The Cancer Research UK Reassessment of our Lung Cancer versus Elevation Study

We would like to thank Cancer Research UK for their cancer related advocacy and their coverage of our recent publication. However, we find several aspects of their interpretation troubling.

First, we find it unwise to discount our study because it analyzed counties rather than individuals. As Professor Pearce explains, much of our current understanding of cancer risk arose initially from ecological studies:

Historically, the key area in which epidemiologists have been able to “add value” has been through this population focus, although this lesson has been forgotten by many modern epidemiologists. For example, many of the recent discoveries on the causes of cancer (including dietary factors and colon cancer, hepatitis B and liver cancer, aflatoxins and liver cancer, human papilloma virus and cervical cancer) have their origins, directly or indirectly, in the systematic international comparisons of cancer incidence conducted in the 1950s and 1960s. These suggested hypotheses concerning the possible causes of the international patterns, which were investigated in more depth in further studies. In some instances these hypotheses were consistent with biological knowledge at the time, but in other instances they were new and striking, and might not have been proposed, or investigated further, if the population level analyses had not been done.

Compared to these influential studies of the past, our study benefitted from smaller population units (counties, not states as Ms. Osgun asserts), greater data availability, greater adjustment for potential confounding factors, and modern statistical techniques. Nonetheless, we view our findings as a starting point for further epidemiological and experimental research. In the meantime, we view oxygen-driven tumorigenesis as the most plausible explanation based on established knowledge regarding the underlying biology.

The notion of oxygen as a carcinogen is neither radical nor novel, as evidenced by the 1978 Nature letter titled, “Are physiological oxygen concentrations mutagenic?” (Hint: Nature rarely publishes negative results). Our study alone cites over a dozen studies supporting oxygen’s direct role in carcinogenesis. The evidence spans the spectrum from molecular to cellular to organismal and to clinical. Inspired molecular oxygen results in intracellular formation of reactive oxygen species, which lead to mutations. Recent research found mice that were predisposed to cancer took twice as long to develop tumors when housed in low-oxygen chambers. Finally, oxygen toxicity in the human lung is well documented and childhood cancer increases following neonatal oxygen supplementation.

***

Work instructions: In the response about the lung cancer and elevation study, how did housing in low-oxygen chambers affect mice predisposed to cancer?

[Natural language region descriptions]
***

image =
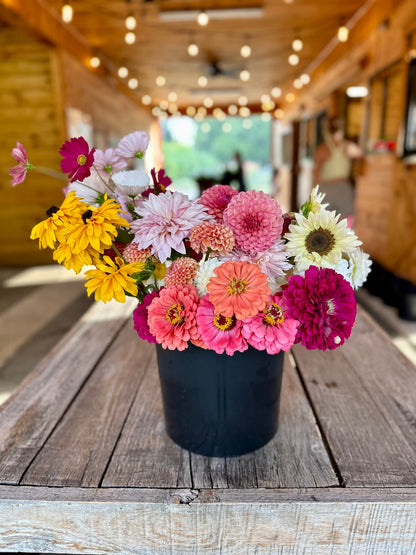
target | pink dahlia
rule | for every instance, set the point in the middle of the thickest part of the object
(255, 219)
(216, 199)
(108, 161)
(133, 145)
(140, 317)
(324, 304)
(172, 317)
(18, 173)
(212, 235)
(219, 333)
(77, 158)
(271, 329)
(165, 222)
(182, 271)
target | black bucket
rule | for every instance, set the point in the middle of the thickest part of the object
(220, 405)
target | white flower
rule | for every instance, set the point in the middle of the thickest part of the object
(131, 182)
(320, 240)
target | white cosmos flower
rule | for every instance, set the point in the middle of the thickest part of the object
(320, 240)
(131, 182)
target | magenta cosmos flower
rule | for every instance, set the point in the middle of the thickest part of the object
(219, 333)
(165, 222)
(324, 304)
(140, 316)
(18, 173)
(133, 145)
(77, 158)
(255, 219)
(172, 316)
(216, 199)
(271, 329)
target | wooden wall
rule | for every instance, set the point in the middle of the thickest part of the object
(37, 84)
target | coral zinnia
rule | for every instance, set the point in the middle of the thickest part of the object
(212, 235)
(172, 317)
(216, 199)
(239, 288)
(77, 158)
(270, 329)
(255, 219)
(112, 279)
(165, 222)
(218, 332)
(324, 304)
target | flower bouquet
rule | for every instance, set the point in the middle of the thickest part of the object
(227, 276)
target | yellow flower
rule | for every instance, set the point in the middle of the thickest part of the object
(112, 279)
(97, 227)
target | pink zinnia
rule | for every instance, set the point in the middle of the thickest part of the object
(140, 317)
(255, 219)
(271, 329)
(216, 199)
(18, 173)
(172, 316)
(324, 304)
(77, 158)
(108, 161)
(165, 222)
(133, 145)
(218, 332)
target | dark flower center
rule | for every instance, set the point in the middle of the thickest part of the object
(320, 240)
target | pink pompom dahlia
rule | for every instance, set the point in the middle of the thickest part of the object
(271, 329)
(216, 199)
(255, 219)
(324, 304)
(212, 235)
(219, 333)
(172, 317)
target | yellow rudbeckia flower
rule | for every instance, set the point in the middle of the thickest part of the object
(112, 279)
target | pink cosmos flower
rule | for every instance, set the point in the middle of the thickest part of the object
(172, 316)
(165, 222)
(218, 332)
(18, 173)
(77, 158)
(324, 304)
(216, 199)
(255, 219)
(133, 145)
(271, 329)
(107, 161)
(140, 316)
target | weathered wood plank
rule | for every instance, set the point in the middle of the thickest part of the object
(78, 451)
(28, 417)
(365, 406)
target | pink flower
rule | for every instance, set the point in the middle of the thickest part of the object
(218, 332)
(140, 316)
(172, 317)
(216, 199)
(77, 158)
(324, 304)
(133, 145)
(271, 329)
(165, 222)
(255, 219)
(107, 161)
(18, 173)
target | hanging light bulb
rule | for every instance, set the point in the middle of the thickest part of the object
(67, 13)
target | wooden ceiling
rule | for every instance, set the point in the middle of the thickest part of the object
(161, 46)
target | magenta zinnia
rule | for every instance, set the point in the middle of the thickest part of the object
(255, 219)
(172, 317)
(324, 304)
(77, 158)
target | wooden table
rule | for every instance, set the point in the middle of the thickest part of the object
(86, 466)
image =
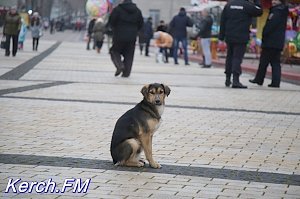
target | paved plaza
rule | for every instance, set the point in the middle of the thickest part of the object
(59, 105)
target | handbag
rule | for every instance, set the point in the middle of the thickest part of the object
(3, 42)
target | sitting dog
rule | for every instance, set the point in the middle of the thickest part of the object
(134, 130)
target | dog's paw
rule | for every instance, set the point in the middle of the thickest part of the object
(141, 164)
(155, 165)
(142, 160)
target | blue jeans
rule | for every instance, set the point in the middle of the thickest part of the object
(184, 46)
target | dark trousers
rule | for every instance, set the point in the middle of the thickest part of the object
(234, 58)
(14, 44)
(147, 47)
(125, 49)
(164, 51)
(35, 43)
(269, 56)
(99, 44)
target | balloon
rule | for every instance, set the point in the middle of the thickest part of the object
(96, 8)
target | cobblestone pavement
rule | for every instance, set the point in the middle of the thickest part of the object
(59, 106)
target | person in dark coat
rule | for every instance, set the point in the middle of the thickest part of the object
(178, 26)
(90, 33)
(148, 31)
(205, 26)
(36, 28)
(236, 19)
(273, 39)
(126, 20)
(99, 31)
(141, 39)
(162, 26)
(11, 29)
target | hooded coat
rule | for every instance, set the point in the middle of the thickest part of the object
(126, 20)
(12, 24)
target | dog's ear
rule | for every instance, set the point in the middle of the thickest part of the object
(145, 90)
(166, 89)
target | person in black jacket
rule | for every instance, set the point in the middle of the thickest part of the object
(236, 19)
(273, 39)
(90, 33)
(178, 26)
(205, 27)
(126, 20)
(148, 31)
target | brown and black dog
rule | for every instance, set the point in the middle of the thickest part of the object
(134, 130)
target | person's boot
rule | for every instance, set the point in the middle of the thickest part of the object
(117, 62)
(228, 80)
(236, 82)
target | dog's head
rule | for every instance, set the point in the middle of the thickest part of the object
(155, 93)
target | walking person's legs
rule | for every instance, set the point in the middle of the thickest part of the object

***

Response for this exercise: They took twice as long to develop tumors.